#### Task statement
Reproduce the passage on muscular dystrophy word for word, between "There are more" and "the muscle structure.", inclusive.

#### Document passage
*** Begin section ***
What is Muscular Dystrophy?

This information is taken from the Better Health Channel produced by the Victorian Department of Health. It provides a good summary of the various forms of muscular dystrophy. The link to this specific information is:
The Better Health Channel provides a considerable amount of information on practices for good health and improving everyday living, including for living with conditions like muscular dystrophy and other neuromuscular conditions. The link to the Better Health Channel is:
If you would like to talk to someone about anything to do with muscular dystrophy please contact your doctor or contact us at Capital Region Muscular Dystrophy: enquiries@capitalregionmd.org.au

Muscular Dystrophy

Muscular dystrophy is the name given to a group of neuromuscular disorders that cause progressive and irreversible weakness and wasting of the muscles.

There are more than 30 different types of muscular dystrophy. They are genetic conditions, which means that they are caused by an alteration within the genetic makeup. The genes causing the majority of cases of muscular dystrophy have been identified and the function of these genes have been studied. Many of the genes are involved in providing strength to the muscle structure.
*** End section ***
#### Material supplied
*** Begin section ***
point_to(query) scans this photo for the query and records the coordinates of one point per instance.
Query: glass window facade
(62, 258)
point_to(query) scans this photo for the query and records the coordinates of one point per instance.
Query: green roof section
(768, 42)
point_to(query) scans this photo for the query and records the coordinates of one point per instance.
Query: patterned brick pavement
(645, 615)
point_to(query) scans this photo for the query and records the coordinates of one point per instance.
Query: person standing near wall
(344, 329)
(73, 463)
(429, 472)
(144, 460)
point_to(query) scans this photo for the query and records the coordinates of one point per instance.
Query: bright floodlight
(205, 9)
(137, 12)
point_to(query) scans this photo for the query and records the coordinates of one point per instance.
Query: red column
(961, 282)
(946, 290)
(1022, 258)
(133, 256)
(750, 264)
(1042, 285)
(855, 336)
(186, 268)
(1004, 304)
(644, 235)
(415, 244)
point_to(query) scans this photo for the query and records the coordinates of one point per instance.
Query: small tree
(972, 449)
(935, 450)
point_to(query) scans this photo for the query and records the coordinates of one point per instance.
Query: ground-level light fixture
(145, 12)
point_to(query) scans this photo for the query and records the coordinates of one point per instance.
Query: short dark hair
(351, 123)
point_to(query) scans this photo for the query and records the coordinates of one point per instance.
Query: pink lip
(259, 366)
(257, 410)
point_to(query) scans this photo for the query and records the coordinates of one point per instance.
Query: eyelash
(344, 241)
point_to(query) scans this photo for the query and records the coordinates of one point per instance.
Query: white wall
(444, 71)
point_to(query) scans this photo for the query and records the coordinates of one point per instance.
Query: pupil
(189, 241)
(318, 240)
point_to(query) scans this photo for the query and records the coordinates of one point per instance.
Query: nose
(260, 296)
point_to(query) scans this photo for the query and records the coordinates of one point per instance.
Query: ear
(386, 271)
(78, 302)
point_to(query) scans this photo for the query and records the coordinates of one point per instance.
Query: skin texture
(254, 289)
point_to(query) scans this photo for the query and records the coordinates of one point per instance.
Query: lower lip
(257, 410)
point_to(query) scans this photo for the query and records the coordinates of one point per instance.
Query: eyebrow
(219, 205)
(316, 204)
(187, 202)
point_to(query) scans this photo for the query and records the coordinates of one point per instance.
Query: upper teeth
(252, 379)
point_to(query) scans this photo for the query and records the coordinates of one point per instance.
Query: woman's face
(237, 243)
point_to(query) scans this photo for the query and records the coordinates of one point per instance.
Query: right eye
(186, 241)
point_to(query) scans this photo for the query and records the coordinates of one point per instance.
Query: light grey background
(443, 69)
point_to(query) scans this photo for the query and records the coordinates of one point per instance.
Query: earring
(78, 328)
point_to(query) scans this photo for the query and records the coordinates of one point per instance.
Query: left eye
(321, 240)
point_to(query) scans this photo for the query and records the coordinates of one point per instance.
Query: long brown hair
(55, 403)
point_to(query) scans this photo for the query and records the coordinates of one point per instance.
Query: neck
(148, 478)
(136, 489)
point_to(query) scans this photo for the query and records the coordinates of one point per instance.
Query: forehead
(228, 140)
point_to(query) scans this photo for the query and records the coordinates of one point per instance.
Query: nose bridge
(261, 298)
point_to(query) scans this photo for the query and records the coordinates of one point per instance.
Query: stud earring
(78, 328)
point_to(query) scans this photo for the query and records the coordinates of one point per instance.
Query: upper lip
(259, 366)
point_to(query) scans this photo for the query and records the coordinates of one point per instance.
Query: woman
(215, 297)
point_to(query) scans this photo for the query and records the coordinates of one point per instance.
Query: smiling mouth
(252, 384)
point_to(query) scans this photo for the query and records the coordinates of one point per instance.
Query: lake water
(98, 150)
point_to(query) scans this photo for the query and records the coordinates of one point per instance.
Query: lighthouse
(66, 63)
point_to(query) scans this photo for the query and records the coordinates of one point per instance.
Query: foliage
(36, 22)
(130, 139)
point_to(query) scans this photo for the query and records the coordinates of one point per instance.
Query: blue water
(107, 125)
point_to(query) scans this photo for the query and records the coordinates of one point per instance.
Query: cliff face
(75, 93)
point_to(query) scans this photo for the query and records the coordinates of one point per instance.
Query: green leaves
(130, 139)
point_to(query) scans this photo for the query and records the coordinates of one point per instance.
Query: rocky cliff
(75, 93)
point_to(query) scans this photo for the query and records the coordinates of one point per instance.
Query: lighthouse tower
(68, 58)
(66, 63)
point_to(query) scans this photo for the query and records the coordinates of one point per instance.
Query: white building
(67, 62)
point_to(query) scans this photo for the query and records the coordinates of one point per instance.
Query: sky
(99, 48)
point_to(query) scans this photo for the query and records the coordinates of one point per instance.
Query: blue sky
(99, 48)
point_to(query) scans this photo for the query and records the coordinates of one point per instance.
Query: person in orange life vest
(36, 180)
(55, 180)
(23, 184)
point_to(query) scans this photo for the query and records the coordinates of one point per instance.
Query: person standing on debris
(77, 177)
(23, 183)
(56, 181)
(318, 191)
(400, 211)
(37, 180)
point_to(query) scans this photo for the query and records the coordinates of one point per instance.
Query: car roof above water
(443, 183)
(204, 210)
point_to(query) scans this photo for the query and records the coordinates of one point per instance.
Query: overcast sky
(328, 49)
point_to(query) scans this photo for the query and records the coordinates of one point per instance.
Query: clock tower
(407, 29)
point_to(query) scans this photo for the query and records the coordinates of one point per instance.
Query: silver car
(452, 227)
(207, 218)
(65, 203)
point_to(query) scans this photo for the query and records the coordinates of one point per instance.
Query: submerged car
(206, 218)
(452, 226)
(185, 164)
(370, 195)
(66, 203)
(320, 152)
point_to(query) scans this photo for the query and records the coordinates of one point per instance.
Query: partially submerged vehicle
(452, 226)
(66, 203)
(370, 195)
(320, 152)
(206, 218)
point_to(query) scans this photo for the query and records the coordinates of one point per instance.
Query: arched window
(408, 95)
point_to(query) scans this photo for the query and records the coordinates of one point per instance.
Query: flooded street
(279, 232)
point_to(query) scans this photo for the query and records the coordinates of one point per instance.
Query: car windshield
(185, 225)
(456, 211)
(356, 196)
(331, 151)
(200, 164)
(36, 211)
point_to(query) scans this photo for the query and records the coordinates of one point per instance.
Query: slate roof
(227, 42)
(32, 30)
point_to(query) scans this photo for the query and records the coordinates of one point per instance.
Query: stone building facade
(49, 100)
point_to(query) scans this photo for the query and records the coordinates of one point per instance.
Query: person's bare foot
*** End section ***
#### Solution below
There are more than 30 different types of muscular dystrophy. They are genetic conditions, which means that they are caused by an alteration within the genetic makeup. The genes causing the majority of cases of muscular dystrophy have been identified and the function of these genes have been studied. Many of the genes are involved in providing strength to the muscle structure.